« Nous t’avons
laissé t’enliser … et mourir … Nous sommes des criminels ! »
Cher François,
Si, désormais, nous
appelons ton numéro, ce n’est pas ta voix qui nous répondra. C’est fini … C’est
définitivement fini … C’est cruel, mais, c’est comme ça !
Ce qui me fait pleurer,
ce qu’à quelque niveau que l’on se trouve, nous sommes responsables de ton
départ tragique et définitif …
Nous t’avons vu t’enliser
et nous n’avons rien fait … Nous t’avons laissé t’enliser et … mourir … Nous
sommes des criminels et je n’en dirai pas plus.
Tous ceux qui me lisent
savent de quoi je parle, ce qui fait que je n’ai aucunement besoin d’entrer
dans les détails.

# DÉTAILS DE L'EXERCICE
Remplacez « pleurer » par « trembler » dans la lettre, puis recopiez le passage qui va de « Ce qui me fait » jusqu'à « dirai pas plus. » inclus.

# JEU D'ENREGISTREMENTS

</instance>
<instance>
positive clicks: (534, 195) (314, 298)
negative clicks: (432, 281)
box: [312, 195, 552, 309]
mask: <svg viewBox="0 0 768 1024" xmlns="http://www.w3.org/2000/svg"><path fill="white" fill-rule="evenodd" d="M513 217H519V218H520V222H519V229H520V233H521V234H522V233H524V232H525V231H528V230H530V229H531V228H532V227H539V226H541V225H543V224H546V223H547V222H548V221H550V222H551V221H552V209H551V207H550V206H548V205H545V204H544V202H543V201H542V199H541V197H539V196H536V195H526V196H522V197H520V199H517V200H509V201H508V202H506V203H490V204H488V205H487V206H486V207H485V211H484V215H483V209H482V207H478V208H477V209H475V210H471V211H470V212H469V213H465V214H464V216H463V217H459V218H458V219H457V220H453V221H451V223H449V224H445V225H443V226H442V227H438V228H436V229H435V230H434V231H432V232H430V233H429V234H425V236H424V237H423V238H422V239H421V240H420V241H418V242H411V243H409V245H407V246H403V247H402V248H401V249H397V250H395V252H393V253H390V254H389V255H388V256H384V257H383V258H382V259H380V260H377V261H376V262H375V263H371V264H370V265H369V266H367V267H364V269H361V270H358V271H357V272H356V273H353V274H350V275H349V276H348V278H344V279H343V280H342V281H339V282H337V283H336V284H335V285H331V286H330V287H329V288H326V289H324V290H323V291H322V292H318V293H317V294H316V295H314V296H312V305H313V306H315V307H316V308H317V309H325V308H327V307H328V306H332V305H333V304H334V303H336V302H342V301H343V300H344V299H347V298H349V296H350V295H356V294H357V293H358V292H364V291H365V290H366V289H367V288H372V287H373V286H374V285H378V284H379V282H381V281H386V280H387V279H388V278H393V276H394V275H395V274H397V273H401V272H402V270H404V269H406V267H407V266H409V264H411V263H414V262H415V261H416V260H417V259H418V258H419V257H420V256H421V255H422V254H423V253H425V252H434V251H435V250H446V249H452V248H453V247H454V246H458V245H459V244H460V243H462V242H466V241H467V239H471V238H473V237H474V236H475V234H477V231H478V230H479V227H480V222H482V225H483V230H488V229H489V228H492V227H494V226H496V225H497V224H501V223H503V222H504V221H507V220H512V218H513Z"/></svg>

# SOLUTION RÉDIGÉE
Ce qui me fait trembler,
ce qu’à quelque niveau que l’on se trouve, nous sommes responsables de ton
départ tragique et définitif …
Nous t’avons vu t’enliser
et nous n’avons rien fait … Nous t’avons laissé t’enliser et … mourir … Nous
sommes des criminels et je n’en dirai pas plus.